Which lines of the records contain the string "there"? Gather every one of those lines and copy each in full, treating uppercase and lowercase as different.

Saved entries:
= = = = = = =

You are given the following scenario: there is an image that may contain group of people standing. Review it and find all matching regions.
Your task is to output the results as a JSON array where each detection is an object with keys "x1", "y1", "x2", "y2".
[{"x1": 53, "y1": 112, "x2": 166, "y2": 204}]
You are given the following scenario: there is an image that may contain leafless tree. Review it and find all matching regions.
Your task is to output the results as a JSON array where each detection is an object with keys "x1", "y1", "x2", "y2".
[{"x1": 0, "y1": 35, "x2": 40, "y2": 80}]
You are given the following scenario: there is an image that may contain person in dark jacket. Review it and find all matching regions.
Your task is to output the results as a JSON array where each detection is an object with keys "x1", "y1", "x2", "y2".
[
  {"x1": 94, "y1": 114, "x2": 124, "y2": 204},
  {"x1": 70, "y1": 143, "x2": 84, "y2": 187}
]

= = = = = = =

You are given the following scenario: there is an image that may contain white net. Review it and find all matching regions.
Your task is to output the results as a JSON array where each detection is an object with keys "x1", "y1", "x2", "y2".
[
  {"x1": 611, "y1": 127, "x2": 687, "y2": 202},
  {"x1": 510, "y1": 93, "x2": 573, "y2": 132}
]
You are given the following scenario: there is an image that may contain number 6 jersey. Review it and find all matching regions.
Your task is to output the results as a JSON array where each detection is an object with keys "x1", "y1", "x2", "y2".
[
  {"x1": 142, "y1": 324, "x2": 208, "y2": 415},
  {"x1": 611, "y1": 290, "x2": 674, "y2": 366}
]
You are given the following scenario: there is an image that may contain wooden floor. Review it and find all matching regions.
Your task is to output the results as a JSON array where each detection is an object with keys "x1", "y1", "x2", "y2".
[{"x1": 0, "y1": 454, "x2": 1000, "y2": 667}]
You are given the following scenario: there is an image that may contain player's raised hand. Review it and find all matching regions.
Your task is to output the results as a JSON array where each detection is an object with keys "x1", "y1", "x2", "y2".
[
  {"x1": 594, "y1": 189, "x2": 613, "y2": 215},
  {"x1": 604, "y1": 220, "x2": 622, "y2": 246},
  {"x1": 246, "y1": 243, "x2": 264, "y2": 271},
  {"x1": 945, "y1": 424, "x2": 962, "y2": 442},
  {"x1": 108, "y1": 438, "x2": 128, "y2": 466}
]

= = = = = = =

▶ [Reply]
You are given the following scenario: there is an image that may contain group of people standing. Review it and find all matching regions.
You are given the following scenario: there is an image that may contain leafless tree. Review it and find all matching regions.
You are given the following scenario: there is an image that may contain person in dark jacket. Review it and find all matching regions.
You are given the following scenario: there is an image that may contain white net. Review it and find all matching regions.
You are given the following scenario: there is an image that may contain number 6 jersey. Review it and find all matching regions.
You are given the following scenario: there is an image that may contain wooden floor. Review it and find all matching regions.
You are given the following scenario: there is an image that may contain player's raised hand. Review it and find all matching regions.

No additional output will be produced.